__PROBLEM DESCRIPTION__. Pull out every line in the entries below that contains the string "coaster". Only matches with the same capitalization count.

__DATASET RECORDS__.
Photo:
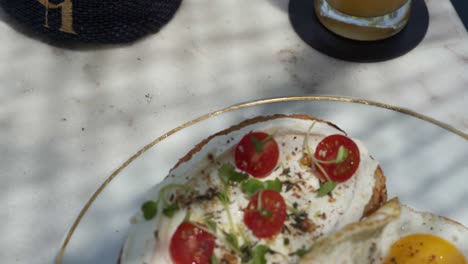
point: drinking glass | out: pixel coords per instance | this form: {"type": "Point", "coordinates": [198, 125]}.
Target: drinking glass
{"type": "Point", "coordinates": [364, 20]}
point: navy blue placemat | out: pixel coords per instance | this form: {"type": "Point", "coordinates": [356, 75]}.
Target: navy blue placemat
{"type": "Point", "coordinates": [312, 32]}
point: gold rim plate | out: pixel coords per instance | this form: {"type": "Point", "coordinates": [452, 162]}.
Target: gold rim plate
{"type": "Point", "coordinates": [244, 106]}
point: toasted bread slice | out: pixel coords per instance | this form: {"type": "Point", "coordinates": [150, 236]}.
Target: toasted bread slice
{"type": "Point", "coordinates": [211, 152]}
{"type": "Point", "coordinates": [380, 191]}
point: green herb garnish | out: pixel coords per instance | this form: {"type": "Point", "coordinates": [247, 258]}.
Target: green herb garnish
{"type": "Point", "coordinates": [326, 188]}
{"type": "Point", "coordinates": [258, 254]}
{"type": "Point", "coordinates": [329, 185]}
{"type": "Point", "coordinates": [274, 185]}
{"type": "Point", "coordinates": [228, 174]}
{"type": "Point", "coordinates": [170, 210]}
{"type": "Point", "coordinates": [251, 186]}
{"type": "Point", "coordinates": [214, 260]}
{"type": "Point", "coordinates": [211, 224]}
{"type": "Point", "coordinates": [149, 209]}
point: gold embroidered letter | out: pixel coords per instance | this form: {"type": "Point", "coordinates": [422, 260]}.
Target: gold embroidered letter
{"type": "Point", "coordinates": [67, 14]}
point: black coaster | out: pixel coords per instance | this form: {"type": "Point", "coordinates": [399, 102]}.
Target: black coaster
{"type": "Point", "coordinates": [308, 27]}
{"type": "Point", "coordinates": [90, 21]}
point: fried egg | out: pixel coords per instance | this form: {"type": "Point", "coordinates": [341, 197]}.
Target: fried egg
{"type": "Point", "coordinates": [149, 240]}
{"type": "Point", "coordinates": [394, 234]}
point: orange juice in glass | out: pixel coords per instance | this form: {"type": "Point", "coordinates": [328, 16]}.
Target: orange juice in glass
{"type": "Point", "coordinates": [364, 20]}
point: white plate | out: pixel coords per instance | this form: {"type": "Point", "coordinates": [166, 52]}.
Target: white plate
{"type": "Point", "coordinates": [425, 161]}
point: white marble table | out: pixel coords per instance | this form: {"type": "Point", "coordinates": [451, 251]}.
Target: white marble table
{"type": "Point", "coordinates": [68, 118]}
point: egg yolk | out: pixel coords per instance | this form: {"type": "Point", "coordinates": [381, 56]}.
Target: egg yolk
{"type": "Point", "coordinates": [424, 248]}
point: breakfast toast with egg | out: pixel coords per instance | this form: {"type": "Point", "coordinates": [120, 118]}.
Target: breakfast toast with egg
{"type": "Point", "coordinates": [379, 195]}
{"type": "Point", "coordinates": [262, 189]}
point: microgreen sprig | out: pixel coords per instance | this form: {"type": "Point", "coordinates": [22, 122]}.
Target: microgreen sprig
{"type": "Point", "coordinates": [327, 187]}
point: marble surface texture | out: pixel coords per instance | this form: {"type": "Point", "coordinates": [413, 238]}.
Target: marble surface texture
{"type": "Point", "coordinates": [69, 117]}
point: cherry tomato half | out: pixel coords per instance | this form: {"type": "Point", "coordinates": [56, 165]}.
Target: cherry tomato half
{"type": "Point", "coordinates": [257, 163]}
{"type": "Point", "coordinates": [269, 224]}
{"type": "Point", "coordinates": [327, 149]}
{"type": "Point", "coordinates": [191, 245]}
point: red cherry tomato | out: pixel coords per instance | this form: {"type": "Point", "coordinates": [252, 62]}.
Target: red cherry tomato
{"type": "Point", "coordinates": [257, 163]}
{"type": "Point", "coordinates": [327, 149]}
{"type": "Point", "coordinates": [191, 245]}
{"type": "Point", "coordinates": [270, 223]}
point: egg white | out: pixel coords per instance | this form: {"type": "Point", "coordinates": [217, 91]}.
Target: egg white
{"type": "Point", "coordinates": [370, 240]}
{"type": "Point", "coordinates": [201, 173]}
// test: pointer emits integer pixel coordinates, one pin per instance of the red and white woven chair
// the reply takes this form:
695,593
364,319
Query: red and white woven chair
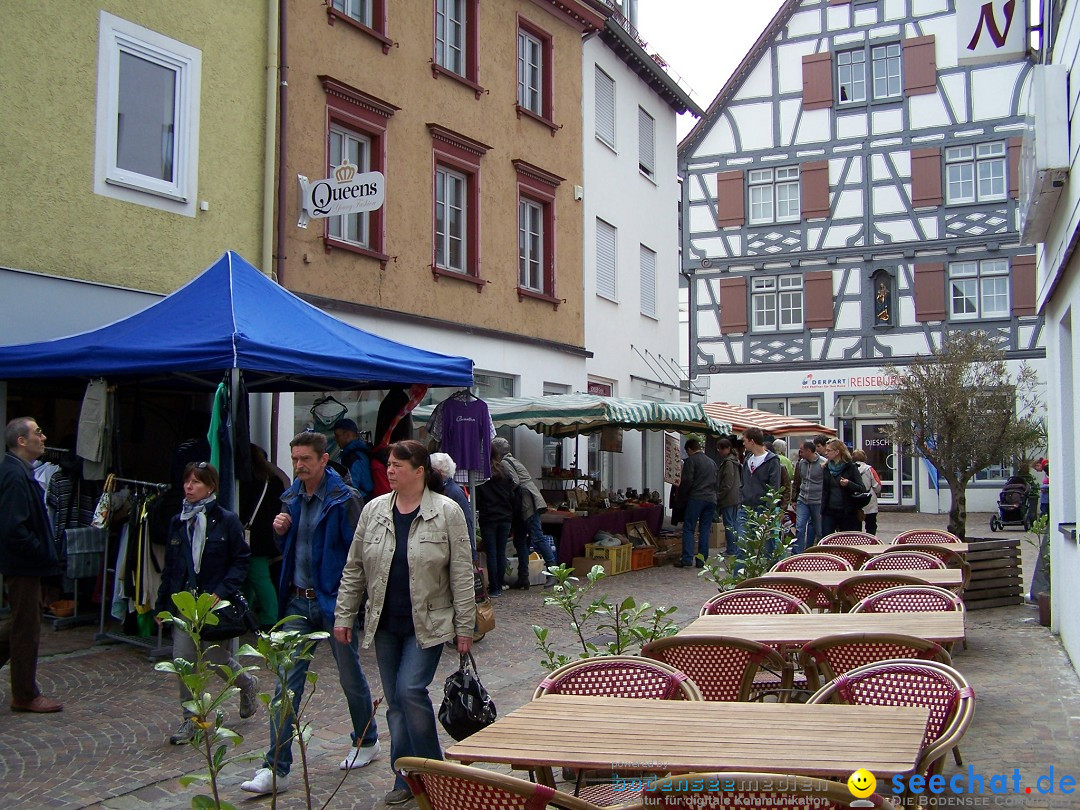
903,561
906,683
812,562
439,785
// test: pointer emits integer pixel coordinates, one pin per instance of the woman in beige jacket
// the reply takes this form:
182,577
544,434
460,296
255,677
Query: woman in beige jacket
412,556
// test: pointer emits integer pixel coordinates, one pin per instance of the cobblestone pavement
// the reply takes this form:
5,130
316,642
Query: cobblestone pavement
109,747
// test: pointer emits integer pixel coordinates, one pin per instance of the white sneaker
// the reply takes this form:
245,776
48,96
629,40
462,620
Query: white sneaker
360,757
262,782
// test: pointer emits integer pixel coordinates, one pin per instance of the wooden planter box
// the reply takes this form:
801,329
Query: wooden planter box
996,576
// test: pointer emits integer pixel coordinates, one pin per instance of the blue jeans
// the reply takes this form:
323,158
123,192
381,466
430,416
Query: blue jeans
807,526
495,536
699,514
407,672
730,516
353,684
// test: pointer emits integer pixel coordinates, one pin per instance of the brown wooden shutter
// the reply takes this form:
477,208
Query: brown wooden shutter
920,66
814,190
927,177
1014,147
1022,273
930,292
730,199
817,81
818,297
733,305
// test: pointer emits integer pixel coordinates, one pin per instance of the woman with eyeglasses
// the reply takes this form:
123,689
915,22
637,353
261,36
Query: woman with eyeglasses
206,553
841,480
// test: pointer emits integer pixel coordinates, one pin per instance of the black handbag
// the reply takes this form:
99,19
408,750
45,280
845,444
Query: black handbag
467,706
233,620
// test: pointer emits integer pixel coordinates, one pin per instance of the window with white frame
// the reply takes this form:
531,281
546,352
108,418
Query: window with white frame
450,35
530,72
979,289
851,76
450,218
648,264
606,252
605,107
345,145
646,143
530,245
359,10
975,173
885,62
774,196
777,302
147,145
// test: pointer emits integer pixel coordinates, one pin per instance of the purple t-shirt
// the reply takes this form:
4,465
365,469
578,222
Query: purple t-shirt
466,437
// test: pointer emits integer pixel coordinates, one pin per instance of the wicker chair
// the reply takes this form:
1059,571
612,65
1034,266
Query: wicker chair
849,538
691,791
926,536
808,562
858,588
723,666
906,683
903,561
853,554
817,596
753,601
439,785
826,658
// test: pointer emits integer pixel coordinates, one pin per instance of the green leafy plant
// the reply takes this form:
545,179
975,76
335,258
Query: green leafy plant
763,543
626,624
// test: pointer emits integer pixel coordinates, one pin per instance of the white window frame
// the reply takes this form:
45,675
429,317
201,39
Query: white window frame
118,36
982,287
607,260
976,173
530,258
359,10
450,36
444,238
604,103
778,304
338,226
770,189
530,72
647,260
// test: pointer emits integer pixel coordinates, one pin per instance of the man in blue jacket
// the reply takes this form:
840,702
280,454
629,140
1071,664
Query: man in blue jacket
318,520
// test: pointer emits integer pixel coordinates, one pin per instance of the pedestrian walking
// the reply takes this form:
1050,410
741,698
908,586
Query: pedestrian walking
27,553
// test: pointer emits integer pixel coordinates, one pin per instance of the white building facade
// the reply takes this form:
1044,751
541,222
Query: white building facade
849,198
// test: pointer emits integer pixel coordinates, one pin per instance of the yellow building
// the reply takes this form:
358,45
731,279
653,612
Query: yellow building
132,150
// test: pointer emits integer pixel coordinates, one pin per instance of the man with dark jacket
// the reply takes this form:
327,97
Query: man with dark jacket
27,553
318,521
697,488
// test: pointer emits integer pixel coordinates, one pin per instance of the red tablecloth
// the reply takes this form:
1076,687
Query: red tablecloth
577,531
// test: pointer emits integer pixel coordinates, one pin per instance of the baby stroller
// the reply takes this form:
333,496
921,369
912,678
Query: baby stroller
1014,505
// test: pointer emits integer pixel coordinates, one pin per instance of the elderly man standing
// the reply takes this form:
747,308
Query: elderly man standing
27,553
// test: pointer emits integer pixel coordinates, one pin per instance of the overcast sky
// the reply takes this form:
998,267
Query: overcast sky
703,41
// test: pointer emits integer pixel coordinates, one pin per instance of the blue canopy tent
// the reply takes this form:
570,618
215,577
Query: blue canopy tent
232,316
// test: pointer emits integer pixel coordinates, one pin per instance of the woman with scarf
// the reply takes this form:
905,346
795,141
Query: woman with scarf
841,480
206,553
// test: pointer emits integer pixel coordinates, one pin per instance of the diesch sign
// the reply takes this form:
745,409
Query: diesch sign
346,192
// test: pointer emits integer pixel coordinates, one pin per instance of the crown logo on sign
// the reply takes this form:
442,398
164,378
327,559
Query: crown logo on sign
346,172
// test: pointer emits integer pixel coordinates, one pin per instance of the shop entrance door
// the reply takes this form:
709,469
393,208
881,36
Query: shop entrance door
882,456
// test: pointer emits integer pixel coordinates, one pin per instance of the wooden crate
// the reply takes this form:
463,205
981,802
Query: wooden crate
996,575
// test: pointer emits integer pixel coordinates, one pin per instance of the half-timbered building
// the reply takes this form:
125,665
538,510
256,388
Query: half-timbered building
851,196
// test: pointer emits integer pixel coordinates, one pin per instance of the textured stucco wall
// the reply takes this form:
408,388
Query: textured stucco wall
403,77
51,220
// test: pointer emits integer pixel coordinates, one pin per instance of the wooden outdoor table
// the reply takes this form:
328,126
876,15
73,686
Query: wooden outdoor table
678,737
941,577
790,629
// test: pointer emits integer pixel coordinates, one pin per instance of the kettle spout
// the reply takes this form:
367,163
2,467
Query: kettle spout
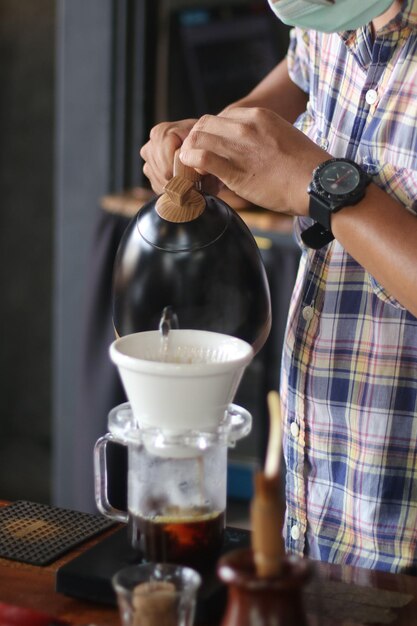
168,321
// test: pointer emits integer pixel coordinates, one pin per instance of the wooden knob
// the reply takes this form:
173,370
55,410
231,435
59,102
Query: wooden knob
181,202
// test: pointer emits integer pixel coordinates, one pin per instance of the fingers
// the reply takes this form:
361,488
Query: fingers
214,146
158,152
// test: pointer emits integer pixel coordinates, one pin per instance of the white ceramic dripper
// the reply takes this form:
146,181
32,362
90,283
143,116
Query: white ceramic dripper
182,382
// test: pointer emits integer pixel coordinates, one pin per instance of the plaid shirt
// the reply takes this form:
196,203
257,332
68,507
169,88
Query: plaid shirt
349,380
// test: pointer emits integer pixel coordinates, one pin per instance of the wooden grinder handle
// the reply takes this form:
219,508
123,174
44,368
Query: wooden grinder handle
182,200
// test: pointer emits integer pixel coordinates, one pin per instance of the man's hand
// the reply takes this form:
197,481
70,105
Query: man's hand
158,152
256,154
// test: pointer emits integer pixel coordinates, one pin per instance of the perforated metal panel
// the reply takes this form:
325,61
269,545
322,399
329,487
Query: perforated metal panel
38,534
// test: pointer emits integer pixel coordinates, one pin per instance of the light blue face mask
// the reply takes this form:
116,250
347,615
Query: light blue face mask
328,16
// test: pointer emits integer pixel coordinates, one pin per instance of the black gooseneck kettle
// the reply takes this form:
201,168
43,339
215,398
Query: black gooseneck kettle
190,252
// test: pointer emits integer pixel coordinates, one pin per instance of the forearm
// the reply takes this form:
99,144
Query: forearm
381,235
278,93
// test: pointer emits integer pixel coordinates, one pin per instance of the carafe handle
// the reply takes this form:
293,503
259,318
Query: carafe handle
100,479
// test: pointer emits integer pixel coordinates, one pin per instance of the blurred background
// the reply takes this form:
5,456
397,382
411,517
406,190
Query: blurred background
81,84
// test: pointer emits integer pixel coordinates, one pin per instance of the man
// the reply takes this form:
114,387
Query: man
349,381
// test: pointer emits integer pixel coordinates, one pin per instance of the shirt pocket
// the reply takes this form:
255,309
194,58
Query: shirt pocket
401,184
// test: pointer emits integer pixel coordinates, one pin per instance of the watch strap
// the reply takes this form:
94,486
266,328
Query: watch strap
321,211
316,236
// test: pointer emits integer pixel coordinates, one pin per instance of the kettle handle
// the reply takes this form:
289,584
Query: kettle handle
181,201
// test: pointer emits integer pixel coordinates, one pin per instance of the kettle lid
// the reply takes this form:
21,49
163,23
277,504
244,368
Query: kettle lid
184,236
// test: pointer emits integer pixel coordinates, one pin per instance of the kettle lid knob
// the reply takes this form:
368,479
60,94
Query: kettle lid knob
182,200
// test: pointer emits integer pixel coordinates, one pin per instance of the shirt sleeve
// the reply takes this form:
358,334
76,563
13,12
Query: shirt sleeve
298,58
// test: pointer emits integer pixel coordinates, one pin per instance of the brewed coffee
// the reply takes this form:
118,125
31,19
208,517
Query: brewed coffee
192,538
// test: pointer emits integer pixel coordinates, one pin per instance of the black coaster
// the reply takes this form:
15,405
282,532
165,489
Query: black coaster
39,534
89,575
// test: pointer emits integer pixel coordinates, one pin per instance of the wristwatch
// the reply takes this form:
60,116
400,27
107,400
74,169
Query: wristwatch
336,183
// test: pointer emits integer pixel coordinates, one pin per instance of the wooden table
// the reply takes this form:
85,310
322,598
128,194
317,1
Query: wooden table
34,587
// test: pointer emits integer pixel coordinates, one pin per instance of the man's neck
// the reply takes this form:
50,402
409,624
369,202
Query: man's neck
386,17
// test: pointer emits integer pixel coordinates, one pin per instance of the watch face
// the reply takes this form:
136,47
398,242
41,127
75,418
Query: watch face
339,177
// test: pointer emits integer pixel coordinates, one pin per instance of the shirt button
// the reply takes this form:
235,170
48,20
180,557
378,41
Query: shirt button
294,428
371,96
308,313
295,532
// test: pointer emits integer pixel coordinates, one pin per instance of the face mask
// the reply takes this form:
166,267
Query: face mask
328,16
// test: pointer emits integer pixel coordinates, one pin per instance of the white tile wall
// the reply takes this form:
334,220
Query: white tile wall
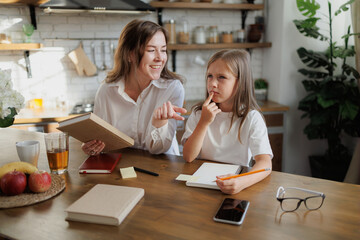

__REPLY__.
point: black coaster | out: pixel coords per instance | this form: {"type": "Point", "coordinates": [399, 102]}.
Target: black coaster
// test: pointer emits integer pixel coordinates, one pin per instance of the black coaster
Query: black coaster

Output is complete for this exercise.